----- Passage fourni -----
L’objection naturaliste à l’encontre du théisme est examinée par van Inwagen
sous la forme de ce qu’il appelle l’Argument de la superfluité : « La seule raison de
croire en Dieu serait qu’il fût nécessaire de postuler son existence pour rendre compte
de certains faits observés. Mais la science est capable d’expliquer tout ce que nous
observons, et ses explications ne font appel ni à Dieu, ni à aucun autre agent
supranaturel. Par conséquent, il n’y a aucune raison de croire que Dieu existe.
-----
### [Consigne de l'exercice]
Donnez, s'il vous plaît, la suite du passage sur l'objection naturaliste au théisme, en reprenant après sa dernière phrase.
----- Entrées fournies -----
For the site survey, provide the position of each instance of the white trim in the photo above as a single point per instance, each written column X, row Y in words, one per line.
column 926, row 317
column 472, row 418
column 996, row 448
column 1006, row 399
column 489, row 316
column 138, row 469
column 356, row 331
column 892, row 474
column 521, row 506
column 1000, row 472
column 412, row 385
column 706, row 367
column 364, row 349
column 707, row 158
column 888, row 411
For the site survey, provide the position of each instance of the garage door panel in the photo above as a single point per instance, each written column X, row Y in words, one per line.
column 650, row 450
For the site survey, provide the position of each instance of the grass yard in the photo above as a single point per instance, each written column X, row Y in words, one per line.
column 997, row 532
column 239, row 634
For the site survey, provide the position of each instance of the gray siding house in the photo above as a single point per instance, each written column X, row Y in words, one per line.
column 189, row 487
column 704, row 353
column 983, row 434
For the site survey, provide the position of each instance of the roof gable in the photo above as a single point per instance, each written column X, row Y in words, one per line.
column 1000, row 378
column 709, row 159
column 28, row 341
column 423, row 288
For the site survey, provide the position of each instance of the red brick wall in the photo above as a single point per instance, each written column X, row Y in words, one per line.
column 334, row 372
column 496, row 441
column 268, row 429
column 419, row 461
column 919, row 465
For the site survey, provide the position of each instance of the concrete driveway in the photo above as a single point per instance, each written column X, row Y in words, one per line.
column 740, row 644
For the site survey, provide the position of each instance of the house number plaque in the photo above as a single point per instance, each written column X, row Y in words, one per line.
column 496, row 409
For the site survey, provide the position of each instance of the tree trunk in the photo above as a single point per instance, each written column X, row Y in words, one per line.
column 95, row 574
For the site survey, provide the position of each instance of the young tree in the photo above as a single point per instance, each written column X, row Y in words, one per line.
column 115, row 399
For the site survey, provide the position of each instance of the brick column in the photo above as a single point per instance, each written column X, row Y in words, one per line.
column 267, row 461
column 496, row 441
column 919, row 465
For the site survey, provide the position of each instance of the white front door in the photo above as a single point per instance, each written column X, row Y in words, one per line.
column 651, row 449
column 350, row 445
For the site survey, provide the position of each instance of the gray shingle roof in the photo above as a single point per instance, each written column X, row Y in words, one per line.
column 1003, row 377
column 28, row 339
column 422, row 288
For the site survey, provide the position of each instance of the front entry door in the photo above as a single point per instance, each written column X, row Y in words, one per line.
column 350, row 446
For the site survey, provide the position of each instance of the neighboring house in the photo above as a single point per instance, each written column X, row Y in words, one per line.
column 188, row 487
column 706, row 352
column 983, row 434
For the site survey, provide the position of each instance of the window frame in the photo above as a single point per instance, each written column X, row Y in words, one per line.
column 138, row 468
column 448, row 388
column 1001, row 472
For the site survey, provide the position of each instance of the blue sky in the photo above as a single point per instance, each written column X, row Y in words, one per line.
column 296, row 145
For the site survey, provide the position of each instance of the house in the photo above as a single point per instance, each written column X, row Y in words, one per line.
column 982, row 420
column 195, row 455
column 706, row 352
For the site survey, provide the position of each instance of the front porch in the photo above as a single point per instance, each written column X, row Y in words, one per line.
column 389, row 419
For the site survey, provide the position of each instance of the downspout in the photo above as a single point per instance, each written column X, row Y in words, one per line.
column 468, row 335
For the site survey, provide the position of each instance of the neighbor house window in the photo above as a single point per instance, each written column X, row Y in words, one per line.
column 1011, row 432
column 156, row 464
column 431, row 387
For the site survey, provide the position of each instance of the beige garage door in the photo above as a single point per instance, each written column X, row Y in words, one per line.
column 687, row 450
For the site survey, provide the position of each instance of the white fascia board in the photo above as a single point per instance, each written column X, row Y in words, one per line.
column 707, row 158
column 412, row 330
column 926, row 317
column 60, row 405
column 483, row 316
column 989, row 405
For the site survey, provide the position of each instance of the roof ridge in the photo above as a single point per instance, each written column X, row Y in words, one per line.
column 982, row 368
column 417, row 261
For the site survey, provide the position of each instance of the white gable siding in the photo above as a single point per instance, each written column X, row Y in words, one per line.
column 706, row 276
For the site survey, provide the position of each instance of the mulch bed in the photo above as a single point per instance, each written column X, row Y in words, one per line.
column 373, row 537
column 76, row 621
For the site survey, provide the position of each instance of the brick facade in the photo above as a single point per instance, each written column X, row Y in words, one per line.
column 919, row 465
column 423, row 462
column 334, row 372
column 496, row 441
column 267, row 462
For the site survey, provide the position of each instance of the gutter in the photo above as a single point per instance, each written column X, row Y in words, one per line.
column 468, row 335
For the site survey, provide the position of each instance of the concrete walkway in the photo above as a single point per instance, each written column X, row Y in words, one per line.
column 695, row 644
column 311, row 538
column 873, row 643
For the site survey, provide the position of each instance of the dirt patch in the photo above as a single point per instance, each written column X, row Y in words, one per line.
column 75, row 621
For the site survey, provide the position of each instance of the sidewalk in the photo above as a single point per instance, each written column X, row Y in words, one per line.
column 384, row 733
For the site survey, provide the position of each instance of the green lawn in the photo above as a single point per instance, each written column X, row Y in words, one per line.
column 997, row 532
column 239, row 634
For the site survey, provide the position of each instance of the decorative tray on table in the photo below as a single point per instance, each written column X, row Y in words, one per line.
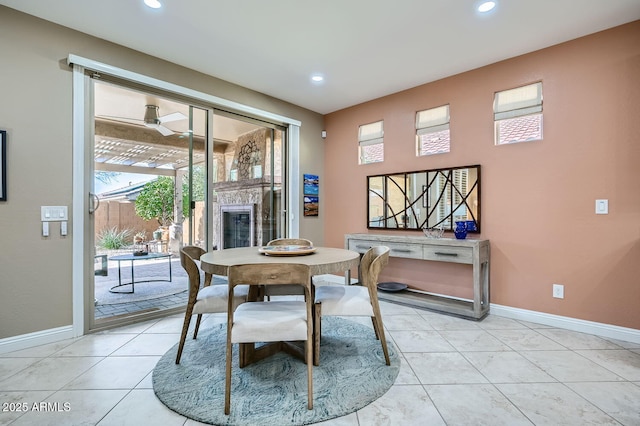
column 286, row 250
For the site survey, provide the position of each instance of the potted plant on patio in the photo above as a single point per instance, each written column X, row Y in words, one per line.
column 156, row 201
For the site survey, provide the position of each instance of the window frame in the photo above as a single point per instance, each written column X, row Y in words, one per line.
column 518, row 105
column 432, row 123
column 369, row 135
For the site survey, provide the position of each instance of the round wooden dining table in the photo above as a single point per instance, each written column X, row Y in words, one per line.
column 323, row 260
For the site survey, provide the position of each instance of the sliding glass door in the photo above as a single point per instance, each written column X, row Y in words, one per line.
column 249, row 183
column 150, row 200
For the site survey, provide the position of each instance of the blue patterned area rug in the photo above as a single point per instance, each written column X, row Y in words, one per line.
column 352, row 374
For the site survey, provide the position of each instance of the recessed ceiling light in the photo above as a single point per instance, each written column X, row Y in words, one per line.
column 486, row 6
column 154, row 4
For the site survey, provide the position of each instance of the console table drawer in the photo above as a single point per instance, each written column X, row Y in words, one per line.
column 448, row 254
column 411, row 251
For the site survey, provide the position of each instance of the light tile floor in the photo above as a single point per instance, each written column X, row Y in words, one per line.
column 454, row 372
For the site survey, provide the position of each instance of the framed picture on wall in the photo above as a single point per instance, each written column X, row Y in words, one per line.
column 3, row 165
column 310, row 184
column 310, row 205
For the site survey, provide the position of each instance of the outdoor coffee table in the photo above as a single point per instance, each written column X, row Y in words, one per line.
column 124, row 257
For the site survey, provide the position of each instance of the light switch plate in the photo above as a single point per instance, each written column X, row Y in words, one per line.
column 53, row 213
column 602, row 206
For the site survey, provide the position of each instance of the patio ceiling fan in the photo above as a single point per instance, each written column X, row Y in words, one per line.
column 153, row 120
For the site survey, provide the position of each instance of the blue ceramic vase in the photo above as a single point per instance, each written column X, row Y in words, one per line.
column 460, row 231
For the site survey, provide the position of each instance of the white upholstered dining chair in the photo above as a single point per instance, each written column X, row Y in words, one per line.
column 208, row 299
column 270, row 321
column 354, row 300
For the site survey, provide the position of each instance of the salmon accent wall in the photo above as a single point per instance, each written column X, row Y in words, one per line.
column 538, row 198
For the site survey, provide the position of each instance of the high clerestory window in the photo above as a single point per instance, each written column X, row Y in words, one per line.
column 371, row 143
column 432, row 131
column 518, row 114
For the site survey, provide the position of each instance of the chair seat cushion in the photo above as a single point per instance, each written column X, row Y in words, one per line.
column 344, row 300
column 213, row 298
column 277, row 321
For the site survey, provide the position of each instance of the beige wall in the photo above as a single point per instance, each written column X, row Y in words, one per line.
column 36, row 111
column 538, row 197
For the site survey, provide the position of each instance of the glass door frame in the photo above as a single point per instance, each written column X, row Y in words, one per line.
-----
### [Résultat de l'exercice]
Autrement dit, l’existence de Dieu est une hypothèse non nécessaire ». On croit
généralement pouvoir tirer de cet argument l’idée qu’il serait totalement irrationnel de
croire en Dieu. La stratégie habituelle face à ce type d’objection consiste à essayer de
montrer que l’existence de Dieu est au contraire notre meilleure hypothèse pour
expliquer certaines données du monde naturel. Cela correspond à la démarche classique
de la théologie naturelle. La réponse de van Inwagen est différente : premièrement, il
montre qu’il n’est pas possible de conclure à partir de l’Argument de la superfluité que
Dieu n’existe pas ; deuxièmement, il affirme que la croyance en Dieu ne doit pas être
considérée comme une hypothèse explicative, en concurrence avec les explications de la
science, mais plutôt comme une croyance irrésistible, qui peut être entretenue de façon
légitime sans pour autant reposer sur des arguments. De ce point de vue, la défense de
van Inwagen illustre une conception du statut épistémique de la croyance en Dieu
caractéristique de la philosophie de la religion contemporaine. Dans la suite de cette
présentation, nous donnons quelques éléments pour comprendre le contexte
philosophique dans lequel s’inscrit cette dernière partie de l’argumentation de van
Inwagen. Nous nous adressons en priorité aux lecteurs français qui n’auraient aucune
familiarité avec la philosophie de la religion telle qu’elle est pratiquée actuellement
dans la tradition analytique.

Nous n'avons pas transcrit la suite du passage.